§ QUÉ HACER
Escribe la continuación del texto sobre la abstención electoral a partir de su última oración.

##### FRAGMENTO DE PÁGINA #####

Es innegable que la cláusula del voto voluntario y la expansión del padrón electoral han contribuido a que se exprese con mayor fuerza un malestar difuso ante el presente estado de cosas en el país. No obstante, lo cierto es que antes de que se aprobara esta nueva modalidad había ya una masa muy significativa de no inscritos en los Registros Electorales, especialmente en los sectores juveniles.

 

Más allá, entonces, de las explicaciones “técnicas” no se puede soslayar la cuestión de fondo: Algo huele mal en nuestra “democracia” y desde hace mucho tiempo.

 

La idea ingenua de que el voto le ganaría a la calle ha sido desmentida por los hechos. La voz de la calle comienza a reflejarse en el rito eleccionario de una institucionalidad malsana, y lo hace, paradojalmente, como silencio, ausencia y deserción. Quienes se abstuvieron lo han hecho porque se sintieron obligados a escoger entre candidatos designados por mafias políticas.

 

El acto mismo de votar se ensució y perdió toda dignidad democrática en el actual orden constitucional. La abstención amplia marca un punto de inflexión que debiera hacer meditar a la clase política, pues, las actuales reglas del juego ya no satisfacen a una amplia mayoría.

##### DATOS REGISTRADOS #####

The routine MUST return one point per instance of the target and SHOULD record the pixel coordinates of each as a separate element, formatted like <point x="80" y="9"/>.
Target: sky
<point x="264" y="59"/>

#####

§ RESPUESTA
El panorama que se abre ante las presidenciales del próximo año es más que inquietante e incierto. Si se quiere revestir de un mínimo de legitimidad las elecciones venideras es urgente introducir cambios importantes y radicales en nuestra institucionalidad. Hemos llegado a un punto de no retorno. Chile quiere otra democracia más participativa y justa que nos represente a todos y no este adefesio pinochetista que nos ha conducido a la nefasta situación en que está sumida la política entre nosotros.

 

Insistir en mantener el actual orden constitucional solo profundiza el divorcio entre la sociedad y una clase política que dice representarla.

 

La cifra de abstención es una suerte de sismógrafo que muestra el grado de desprestigio en que han caído los políticos y la política tal y como se practica en Chile hoy. Hemos asistido a un terremoto político que no puede dejarnos indiferentes, pues nos guste o no, el malestar ciudadano va a buscar cauces de expresión tarde o temprano.

 

El veredicto de la ciudadanía es claro y rotundo: el diseño político inaugurado en los noventas y que se ha proyectado hasta la fecha ha dejado de funcionar y ya no convoca a las mayorías. Cuando una mayoría importante de ciudadanos le vuelve la espalda a la clase política que quiere representarla, como ha acontecido hoy, es hora de pensar en una nueva democracia con una nueva constitución.

 

De ciudadanos a consumidores
Las cifras que arroja la reciente elección municipal en Chile consagran una tendencia que se advierte desde hace años en el seno de nuestra sociedad, esto es, el tránsito de “ciudadanos” al nuevo estatus de “consumidores”.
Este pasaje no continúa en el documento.